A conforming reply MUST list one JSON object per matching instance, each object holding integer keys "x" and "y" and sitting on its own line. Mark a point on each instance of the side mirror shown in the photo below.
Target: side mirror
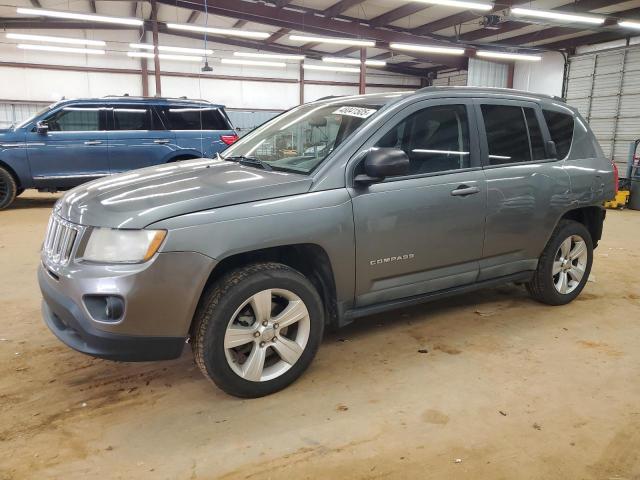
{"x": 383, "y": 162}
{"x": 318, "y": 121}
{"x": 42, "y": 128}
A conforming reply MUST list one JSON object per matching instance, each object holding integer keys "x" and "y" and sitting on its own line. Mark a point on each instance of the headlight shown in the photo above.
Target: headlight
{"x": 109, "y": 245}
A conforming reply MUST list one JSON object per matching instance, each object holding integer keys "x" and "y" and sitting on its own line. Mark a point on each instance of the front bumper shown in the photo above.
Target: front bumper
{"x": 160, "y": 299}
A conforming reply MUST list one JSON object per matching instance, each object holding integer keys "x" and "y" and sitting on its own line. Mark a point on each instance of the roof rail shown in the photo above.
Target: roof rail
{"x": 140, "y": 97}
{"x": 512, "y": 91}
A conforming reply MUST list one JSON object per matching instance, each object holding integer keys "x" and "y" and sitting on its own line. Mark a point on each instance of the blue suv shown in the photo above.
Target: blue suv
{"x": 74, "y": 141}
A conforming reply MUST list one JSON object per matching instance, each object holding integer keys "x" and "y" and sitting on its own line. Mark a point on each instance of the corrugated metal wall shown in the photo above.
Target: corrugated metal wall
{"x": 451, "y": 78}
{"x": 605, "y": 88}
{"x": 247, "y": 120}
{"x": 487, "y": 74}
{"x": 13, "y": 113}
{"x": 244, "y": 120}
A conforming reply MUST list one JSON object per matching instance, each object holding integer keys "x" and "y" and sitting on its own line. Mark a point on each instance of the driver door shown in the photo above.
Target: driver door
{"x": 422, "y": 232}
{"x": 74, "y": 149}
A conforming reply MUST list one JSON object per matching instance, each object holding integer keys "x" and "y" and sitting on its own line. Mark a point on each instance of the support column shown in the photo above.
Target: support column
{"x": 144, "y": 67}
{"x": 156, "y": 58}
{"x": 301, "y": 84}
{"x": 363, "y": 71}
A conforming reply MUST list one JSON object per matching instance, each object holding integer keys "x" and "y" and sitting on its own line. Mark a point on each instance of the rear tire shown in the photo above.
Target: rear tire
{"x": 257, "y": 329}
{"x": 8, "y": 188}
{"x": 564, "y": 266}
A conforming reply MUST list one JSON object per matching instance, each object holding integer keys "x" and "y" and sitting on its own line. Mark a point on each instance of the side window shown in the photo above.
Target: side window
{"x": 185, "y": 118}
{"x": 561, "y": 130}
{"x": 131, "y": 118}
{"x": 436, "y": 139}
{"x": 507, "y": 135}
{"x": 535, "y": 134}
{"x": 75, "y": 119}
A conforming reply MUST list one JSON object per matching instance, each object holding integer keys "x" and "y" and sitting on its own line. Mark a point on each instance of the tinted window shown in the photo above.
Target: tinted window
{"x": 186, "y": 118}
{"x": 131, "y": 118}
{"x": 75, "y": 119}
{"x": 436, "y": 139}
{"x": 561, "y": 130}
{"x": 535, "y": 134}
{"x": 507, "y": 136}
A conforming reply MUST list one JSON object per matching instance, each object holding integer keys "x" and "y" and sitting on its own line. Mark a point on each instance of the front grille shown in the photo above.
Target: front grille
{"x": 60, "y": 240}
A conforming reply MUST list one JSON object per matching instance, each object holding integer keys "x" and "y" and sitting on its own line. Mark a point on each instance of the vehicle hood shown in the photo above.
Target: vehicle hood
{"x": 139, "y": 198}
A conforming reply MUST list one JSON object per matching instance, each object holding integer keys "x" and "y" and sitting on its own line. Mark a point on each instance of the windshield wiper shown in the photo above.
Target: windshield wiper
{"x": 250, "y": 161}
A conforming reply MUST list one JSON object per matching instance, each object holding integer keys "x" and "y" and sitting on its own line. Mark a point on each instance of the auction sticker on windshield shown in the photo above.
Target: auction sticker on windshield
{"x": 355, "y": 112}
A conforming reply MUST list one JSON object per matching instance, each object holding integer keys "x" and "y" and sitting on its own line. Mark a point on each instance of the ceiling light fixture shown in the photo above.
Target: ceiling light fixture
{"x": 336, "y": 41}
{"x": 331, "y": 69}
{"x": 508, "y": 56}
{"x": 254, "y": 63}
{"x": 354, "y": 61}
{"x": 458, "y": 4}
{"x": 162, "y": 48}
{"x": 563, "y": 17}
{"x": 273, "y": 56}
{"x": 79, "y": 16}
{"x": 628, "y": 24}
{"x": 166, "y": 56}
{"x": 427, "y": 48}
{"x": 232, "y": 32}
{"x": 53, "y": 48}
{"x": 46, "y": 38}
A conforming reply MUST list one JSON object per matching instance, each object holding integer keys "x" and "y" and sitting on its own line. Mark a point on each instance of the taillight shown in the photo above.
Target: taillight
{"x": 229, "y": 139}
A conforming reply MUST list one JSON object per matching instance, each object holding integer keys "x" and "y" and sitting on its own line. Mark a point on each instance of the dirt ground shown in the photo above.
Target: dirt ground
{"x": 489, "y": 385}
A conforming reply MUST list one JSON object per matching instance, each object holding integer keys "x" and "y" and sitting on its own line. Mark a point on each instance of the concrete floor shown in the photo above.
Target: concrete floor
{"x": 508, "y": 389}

» **What to produce**:
Please reproduce the data above word for word, from the line containing "taillight shown in the photo above." through the end of the data, including both of those lines.

» **Answer in full**:
A conforming reply MUST list one JSON object per matching instance, each object holding integer keys "x" and "y" and sitting on its own line. Mark a point on each instance of the taillight shown in the photo above.
Target: taillight
{"x": 229, "y": 139}
A conforming reply MUST list one JSON object per matching instance, each object holding integer keys "x" and "y" and sitting on its own line. Mark a point on each instance of the dirt ground shown in the photo above.
Target: dirt ground
{"x": 489, "y": 385}
A conforming reply MUST list one JSON object per matching instance, each object holding integer keys "x" and "y" and sitting on its own line. Mark a point on each instance of the concrete floor shown in the photo above.
Target: concrete floor
{"x": 508, "y": 389}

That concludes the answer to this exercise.